Segment Start: LISTED RECORDS
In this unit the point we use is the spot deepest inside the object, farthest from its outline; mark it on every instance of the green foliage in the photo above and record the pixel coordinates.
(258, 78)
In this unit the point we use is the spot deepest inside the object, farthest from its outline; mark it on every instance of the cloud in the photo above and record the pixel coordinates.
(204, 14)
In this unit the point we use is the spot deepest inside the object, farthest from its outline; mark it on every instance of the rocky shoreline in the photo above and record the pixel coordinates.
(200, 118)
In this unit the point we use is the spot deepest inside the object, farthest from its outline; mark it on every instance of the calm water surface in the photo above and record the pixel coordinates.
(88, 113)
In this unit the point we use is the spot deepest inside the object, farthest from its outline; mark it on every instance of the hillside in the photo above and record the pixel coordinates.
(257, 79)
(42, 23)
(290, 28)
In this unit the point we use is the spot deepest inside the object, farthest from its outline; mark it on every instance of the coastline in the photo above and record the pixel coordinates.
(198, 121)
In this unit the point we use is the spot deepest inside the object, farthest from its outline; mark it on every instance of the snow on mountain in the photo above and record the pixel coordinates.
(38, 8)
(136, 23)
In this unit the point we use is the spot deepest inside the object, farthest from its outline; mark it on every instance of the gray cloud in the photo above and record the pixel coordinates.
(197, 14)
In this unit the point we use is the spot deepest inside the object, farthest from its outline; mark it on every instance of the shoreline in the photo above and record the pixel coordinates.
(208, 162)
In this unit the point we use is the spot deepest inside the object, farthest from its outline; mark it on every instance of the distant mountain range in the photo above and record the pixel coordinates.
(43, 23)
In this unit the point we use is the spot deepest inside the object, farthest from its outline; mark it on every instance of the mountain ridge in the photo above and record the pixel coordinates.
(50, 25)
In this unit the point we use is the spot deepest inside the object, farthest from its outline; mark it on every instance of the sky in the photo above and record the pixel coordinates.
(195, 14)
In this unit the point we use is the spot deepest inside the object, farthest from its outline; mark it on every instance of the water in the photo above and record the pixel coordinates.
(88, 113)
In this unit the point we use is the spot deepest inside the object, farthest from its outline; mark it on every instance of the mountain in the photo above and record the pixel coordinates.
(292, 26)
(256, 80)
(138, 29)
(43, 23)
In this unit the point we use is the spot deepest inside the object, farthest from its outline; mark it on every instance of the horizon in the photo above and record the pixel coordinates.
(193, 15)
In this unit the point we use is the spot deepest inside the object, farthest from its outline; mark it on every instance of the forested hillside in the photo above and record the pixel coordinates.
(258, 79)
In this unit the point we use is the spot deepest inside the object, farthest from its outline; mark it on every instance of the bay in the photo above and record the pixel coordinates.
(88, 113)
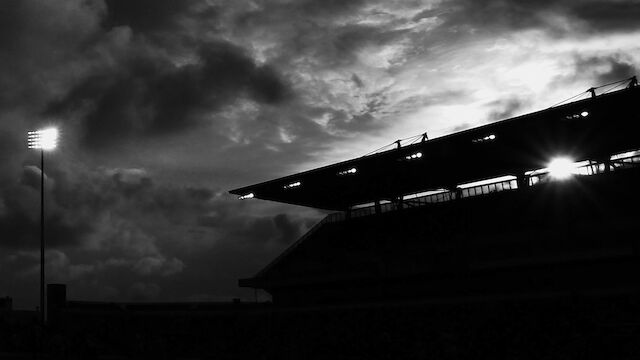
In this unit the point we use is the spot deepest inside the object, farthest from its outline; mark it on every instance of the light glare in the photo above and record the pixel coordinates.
(46, 139)
(246, 196)
(561, 168)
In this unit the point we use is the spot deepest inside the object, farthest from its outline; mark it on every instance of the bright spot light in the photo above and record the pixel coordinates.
(417, 155)
(348, 172)
(292, 185)
(561, 168)
(46, 139)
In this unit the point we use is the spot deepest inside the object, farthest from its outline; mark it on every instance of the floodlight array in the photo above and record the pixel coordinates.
(46, 139)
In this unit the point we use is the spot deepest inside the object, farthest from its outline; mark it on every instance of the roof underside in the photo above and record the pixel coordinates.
(593, 128)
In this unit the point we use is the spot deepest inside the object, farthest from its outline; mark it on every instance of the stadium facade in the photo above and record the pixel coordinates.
(536, 205)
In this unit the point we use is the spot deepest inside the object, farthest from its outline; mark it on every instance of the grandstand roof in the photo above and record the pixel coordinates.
(592, 128)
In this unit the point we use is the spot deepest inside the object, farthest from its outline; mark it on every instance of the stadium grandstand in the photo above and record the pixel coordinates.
(538, 204)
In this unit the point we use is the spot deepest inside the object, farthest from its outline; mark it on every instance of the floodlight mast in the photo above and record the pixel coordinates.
(46, 139)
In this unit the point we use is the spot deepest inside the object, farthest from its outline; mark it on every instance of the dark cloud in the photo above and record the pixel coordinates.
(148, 95)
(504, 109)
(595, 15)
(601, 70)
(145, 15)
(487, 14)
(606, 69)
(618, 15)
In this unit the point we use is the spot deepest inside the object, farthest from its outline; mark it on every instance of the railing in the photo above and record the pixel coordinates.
(533, 178)
(590, 168)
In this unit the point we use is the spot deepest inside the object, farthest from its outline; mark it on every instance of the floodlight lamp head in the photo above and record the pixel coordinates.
(46, 139)
(561, 168)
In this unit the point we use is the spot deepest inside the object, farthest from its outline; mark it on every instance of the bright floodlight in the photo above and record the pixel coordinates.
(561, 168)
(46, 139)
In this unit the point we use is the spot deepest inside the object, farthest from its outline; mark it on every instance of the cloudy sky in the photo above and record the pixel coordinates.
Segment End: LISTED RECORDS
** EXERCISE DETAILS **
All records are to be reproduced exactly; the pictures are to be omitted.

** RESPONSE AREA **
In this unit the point we use is the spot deepest inside the object, farthest from its outline; mark it on every instance of the green foliage in the photo above and record the pixel coordinates.
(258, 78)
In this unit the point we use is the spot deepest inside the object, farthest from its outline; mark it on every instance of the cloud in the photo above and record the pixel coordinates.
(204, 14)
In this unit the point we use is the spot deepest inside the object, farthest from its outline; mark it on every instance of the rocky shoreline in the photo above and record the pixel coordinates.
(200, 118)
In this unit the point we use is the spot deepest inside the object, farthest from its outline; mark it on every instance of the calm water surface in the photo above and record the pixel coordinates.
(88, 113)
In this unit the point we use is the spot deepest inside the object, farthest from its outline; mark it on every instance of the hillside in the photo above and record the pixel coordinates.
(257, 79)
(42, 23)
(290, 28)
In this unit the point we use is the spot deepest inside the object, farthest from its outline; mark it on every instance of the coastline in the photo above and record the pixel coordinates.
(198, 121)
In this unit the point we use is the spot deepest inside the object, farthest from its outline; mark it on every instance of the snow on mountain in the photo above and record the pixel coordinates.
(38, 8)
(136, 23)
In this unit the point we use is the spot deepest inside the object, farthest from its outline; mark it on every instance of the gray cloud in the photo above and record the pixel coordinates.
(197, 14)
In this unit the point we use is the spot deepest inside the object, farthest from its outline; mark it on every instance of the shoreline in the photo above and record the pixel coordinates.
(208, 162)
In this unit the point we use is the spot deepest inside the object, farthest from its outline; mark it on every instance of the distant mountain range in the photo above and record the pixel coordinates.
(43, 23)
In this unit the point we use is the spot deepest inside the object, farthest from its outline; mark it on every instance of the mountain ridge in the photo above and record the pixel coordinates.
(50, 25)
In this unit the point we use is the spot deepest inside the object, farthest from its outline; mark it on every instance of the sky in the photo above and record the pixel coordinates.
(195, 14)
In this unit the point we use is the spot deepest inside the object, farthest from its outline; mark it on every instance of the water in the photo above and record the pixel coordinates.
(88, 113)
In this unit the point we use is the spot deepest inside the object, farthest from its outline; mark it on every instance of the mountain in the photo above and record the pixel coordinates.
(292, 26)
(256, 80)
(138, 29)
(43, 23)
In this unit the point we use is the spot deepest inside the object, farthest from its outline; mark it on every instance of the horizon in the photo above and record the pixel coordinates.
(193, 15)
In this unit the point we use is the spot deepest inside the object, farthest from its outline; mark it on every instance of the forested hillside in the photo above and record the pixel coordinates.
(258, 79)
In this unit the point we use is the spot deepest inside the object, farthest from its outline; mark it on every instance of the bay in the photo above and record the pixel coordinates.
(88, 113)
In this unit the point we use is the spot deepest inside the object, farthest from its outline; mark it on every instance of the light glare in the photo above and record the pixel coordinates.
(46, 139)
(246, 196)
(561, 168)
In this unit the point we use is the spot deepest inside the object, farthest from its outline; mark it on every instance of the bright spot light in the photo above and record the pixel coordinates.
(417, 155)
(348, 172)
(292, 185)
(561, 168)
(46, 139)
In this unit the point we use is the spot deepest inside the object, farthest from its outline; mark it on every instance of the floodlight array in the photo above and record the pixel coordinates.
(46, 139)
In this unit the point we use is the spot deepest inside the object, farthest from its outline; mark it on every instance of the roof underside in the photo above and record the pixel coordinates.
(593, 128)
In this unit the point we use is the spot deepest inside the object, farthest from its outline; mark it on every instance of the stadium facade in the photo above and record the pixel coordinates.
(536, 205)
In this unit the point we use is the spot deepest inside the object, farthest from its outline; mark it on every instance of the grandstand roof in the photo above and record the pixel coordinates.
(592, 128)
In this unit the point we use is the spot deepest inside the object, farthest from its outline; mark it on every instance of the stadium grandstand in the photo above and record the pixel coordinates.
(538, 204)
In this unit the point we use is the spot deepest inside the object, farthest from its outline; mark it on every instance of the floodlight mast in the photo above and record the pixel coordinates.
(46, 139)
In this unit the point we use is the spot deepest inside the object, farthest from its outline; mark it on every instance of the dark cloud in the photo above and record the pixel coordinates.
(148, 95)
(504, 109)
(595, 15)
(601, 70)
(145, 15)
(487, 14)
(606, 69)
(618, 15)
In this unit the point we use is the spot deepest inside the object, farthest from its outline; mark it on every instance of the railing in the photo above and record the pixel coordinates.
(533, 178)
(590, 168)
In this unit the point we use is the spot deepest inside the object, farthest from its outline; mark it on every instance of the floodlight lamp head in the photo above and record the pixel coordinates.
(46, 139)
(561, 168)
In this unit the point we use is the spot deepest inside the object, farthest from its outline; mark it on every instance of the bright floodlight in the photo above and record the pixel coordinates.
(561, 168)
(46, 139)
In this unit the point we use is the spot deepest inside the object, farthest from its outline; mark it on every instance of the cloudy sky in the photo above and record the pixel coordinates.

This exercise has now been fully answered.